=== Vorliegender Text ===

Der Mangel an solchen Messungen der Umsetzung von Zielen durch vereinbarte Maßnahmen wirkt sich negativ auf den DMAIC-Zyklus aus, der an Schule ohnehin häufig vernachlässigt wird.
Abschließendes Fazit
Beide Praktika haben mir sehr viele neue Einblicke und Denkanstöße über interne Abläufe gegeben und ich bin sehr froh, dass ich die Möglichkeit hatte, eine völlig andere Perspektive in der Firma Raytheon einzunehmen und diese dann mit den Abläufen an meiner eigenen Schule vergleichen zu können.
Obwohl Schule ein ziemlich normfreies Konstrukt in Bezug auf die Materialien und Prozessabläufe ist, könnte man meiner Meinung nach einiges aus den stark normierten Strukturen einer Firma übernehmen, die sich mit der Herstellung von klar definierten Produkten beschäftigt. Auch wenn nicht alles 1:1 übernehmbar wäre, würde es Schulen gut tun, die eigenen Bestände, Abläufe und Defizite genau zu analysieren um sich daraufhin Ziele zu setzen, die entsprechenden Maßnahmen zu planen und nach einer gewissen Zeit die Umsetzung der Maßnahmen überprüfen und ggf. nachsteuern.

===

Arbeitsanweisungen
- 1) Wiederhole aus dem Text über die Praktika wörtlich die Stelle von „Abschließendes Fazit“ bis einschließlich „vergleichen zu können.“.
- 2) Erkläre anhand des Textes über die Praktika in ein bis drei Sätzen, warum die schreibende Person sehr froh ist.

=== Bereitgestellte Angaben ===

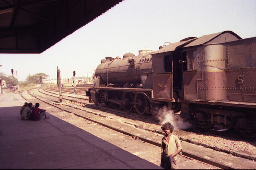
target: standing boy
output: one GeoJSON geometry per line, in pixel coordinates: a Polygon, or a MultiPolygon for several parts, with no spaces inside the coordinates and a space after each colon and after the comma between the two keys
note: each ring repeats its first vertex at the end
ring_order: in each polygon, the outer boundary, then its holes
{"type": "Polygon", "coordinates": [[[176,169],[177,154],[182,150],[180,142],[172,134],[174,128],[170,123],[163,125],[161,128],[165,133],[162,140],[161,167],[166,170],[176,169]]]}

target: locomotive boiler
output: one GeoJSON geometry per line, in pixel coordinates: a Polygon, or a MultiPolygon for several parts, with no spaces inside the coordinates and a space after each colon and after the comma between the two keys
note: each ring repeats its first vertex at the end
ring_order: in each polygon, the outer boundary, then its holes
{"type": "Polygon", "coordinates": [[[226,31],[107,57],[86,91],[96,105],[155,114],[166,105],[206,128],[256,135],[256,38],[226,31]]]}

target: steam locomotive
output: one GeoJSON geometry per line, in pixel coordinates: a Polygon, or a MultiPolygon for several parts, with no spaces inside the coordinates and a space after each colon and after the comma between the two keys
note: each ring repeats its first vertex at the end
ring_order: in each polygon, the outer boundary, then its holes
{"type": "Polygon", "coordinates": [[[166,106],[205,128],[256,136],[256,37],[189,37],[137,56],[106,57],[86,91],[96,105],[139,114],[166,106]]]}

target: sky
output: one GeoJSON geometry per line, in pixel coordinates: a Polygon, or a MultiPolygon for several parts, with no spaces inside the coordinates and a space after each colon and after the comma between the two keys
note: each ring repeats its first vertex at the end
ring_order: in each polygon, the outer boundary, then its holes
{"type": "Polygon", "coordinates": [[[226,30],[256,37],[256,0],[125,0],[40,54],[0,54],[0,72],[86,76],[106,57],[226,30]]]}

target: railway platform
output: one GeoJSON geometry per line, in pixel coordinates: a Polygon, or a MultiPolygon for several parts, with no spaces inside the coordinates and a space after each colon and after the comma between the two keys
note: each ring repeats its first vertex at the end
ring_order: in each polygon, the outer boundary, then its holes
{"type": "Polygon", "coordinates": [[[23,121],[26,101],[0,94],[0,168],[162,169],[54,117],[23,121]]]}

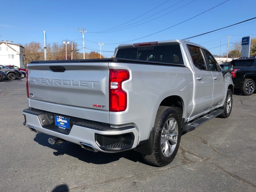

===

Erwartete Ergebnisse
- 1)
Abschließendes Fazit
Beide Praktika haben mir sehr viele neue Einblicke und Denkanstöße über interne Abläufe gegeben und ich bin sehr froh, dass ich die Möglichkeit hatte, eine völlig andere Perspektive in der Firma Raytheon einzunehmen und diese dann mit den Abläufen an meiner eigenen Schule vergleichen zu können.

- 2) Die schreibende Person ist froh, weil sie die Möglichkeit hatte, in der Firma Raytheon eine völlig andere Perspektive einzunehmen. Diese Perspektive konnte sie dann mit den Abläufen an ihrer eigenen Schule vergleichen.